We will fetch some sample data from the test dataset and submit to online endpoint for inference. We will then show the display the scored labels alongside the ground truth labels

In [None]:
import json
import os

# read the ./squad-dataset/train.jsonl file into a pandas dataframe
df = pd.read_json("./squad-dataset/train.jsonl", lines=True)
# escape single and double quotes in the text column
df["question"] = df["question"].str.replace("'", "\\'").str.replace('"', '\\"')
df["context"] = df["context"].str.replace("'", "\\'").str.replace('"', '\\"')
# pick 1 random row
sample_df = df.sample(1)
# create a json object with the key as "inputs" and value as a list of question-context pairs from columns of the sample_df dataframe
test_json = {
    "input_data": {
        "question": sample_df["question"].to_list(),
        "context": sample_df["context"].to_list(),
    },
    "params": {},
}
# save the json object to a file named sample_score.json in the ./squad-dataset folder
with open(os.path.join(".", "squad-dataset", "sample_score.json"), "w") as f:
    json.dump(test_json, f)
sample_df.head()

In [None]:
# score the sample_score.json file using the online endpoint with the azureml endpoint invoke method
response = workspace_ml_client.online_endpoints.invoke(
    endpoint_name=online_endpoint_name,
    deployment_name="demo",
    request_file="./squad-dataset/sample_score.json",
)
print("raw response: \n", response, "\n")
# convert the json response to a pandas dataframe
response_df = pd.read_json(response)
response_df.head()

In [None]:
# compare the predicted answer with the actual answer
response_df = pd.DataFrame({"predicted_answer": [response_df[0][0]]})
response_df["ground_truth_answer"] = sample_df["answers"].to_list()[0]["text"]
response_df.head()

### 6. Delete the online endpoint
Don't forget to delete the online endpoint, else you will leave the billing meter running for the compute used by the endpoint

In [None]:
workspace_ml_client.online_endpoints.begin_delete(name=online_endpoint_name).wait()
------------------------------------------------------------------------
EXERCISE INSTRUCTIONS
In the notebook excerpt on scoring with an online endpoint, why does the last step delete the endpoint? Answer in one to three sentences.
------------------------------------------------------------------------
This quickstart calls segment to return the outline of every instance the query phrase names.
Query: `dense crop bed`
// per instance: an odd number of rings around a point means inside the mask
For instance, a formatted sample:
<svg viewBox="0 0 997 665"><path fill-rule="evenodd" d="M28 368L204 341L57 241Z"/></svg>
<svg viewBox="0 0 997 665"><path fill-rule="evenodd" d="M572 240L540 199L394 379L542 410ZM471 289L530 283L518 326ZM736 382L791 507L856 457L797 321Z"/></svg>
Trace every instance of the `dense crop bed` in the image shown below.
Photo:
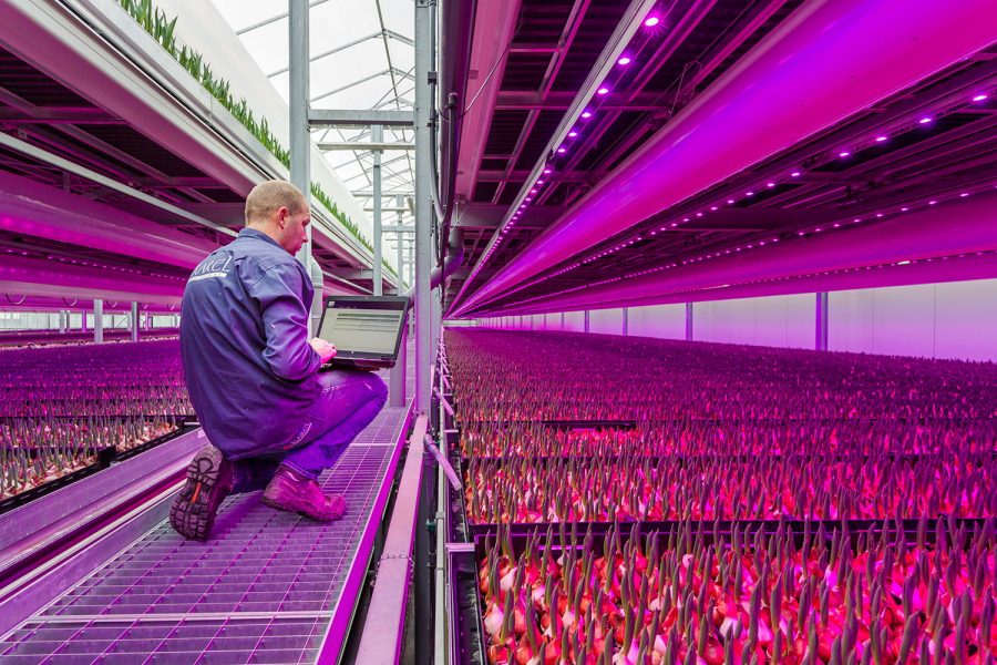
<svg viewBox="0 0 997 665"><path fill-rule="evenodd" d="M175 431L176 340L0 351L0 499Z"/></svg>
<svg viewBox="0 0 997 665"><path fill-rule="evenodd" d="M491 533L490 662L997 655L994 365L574 334L446 345L467 516ZM873 526L850 534L856 520ZM566 535L576 522L620 526ZM541 535L514 544L508 523Z"/></svg>

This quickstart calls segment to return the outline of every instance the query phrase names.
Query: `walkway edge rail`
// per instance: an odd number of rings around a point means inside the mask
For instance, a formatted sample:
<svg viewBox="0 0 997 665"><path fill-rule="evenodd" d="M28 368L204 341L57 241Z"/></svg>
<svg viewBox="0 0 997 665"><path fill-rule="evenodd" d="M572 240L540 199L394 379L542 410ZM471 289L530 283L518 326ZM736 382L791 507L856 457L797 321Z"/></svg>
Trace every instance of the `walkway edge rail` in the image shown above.
<svg viewBox="0 0 997 665"><path fill-rule="evenodd" d="M412 545L415 541L415 515L419 490L422 487L423 440L426 416L420 415L409 437L409 451L398 485L394 512L388 526L384 550L378 561L377 580L367 611L363 636L357 652L357 663L398 663L404 638L405 607L412 581ZM393 640L392 640L393 637ZM322 648L319 662L326 662Z"/></svg>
------------------------------------------------------------------------
OUTPUT
The endpoint is deleted so that the billing meter does not keep running for the compute the endpoint uses. If it is left in place, that compute continues to be billed.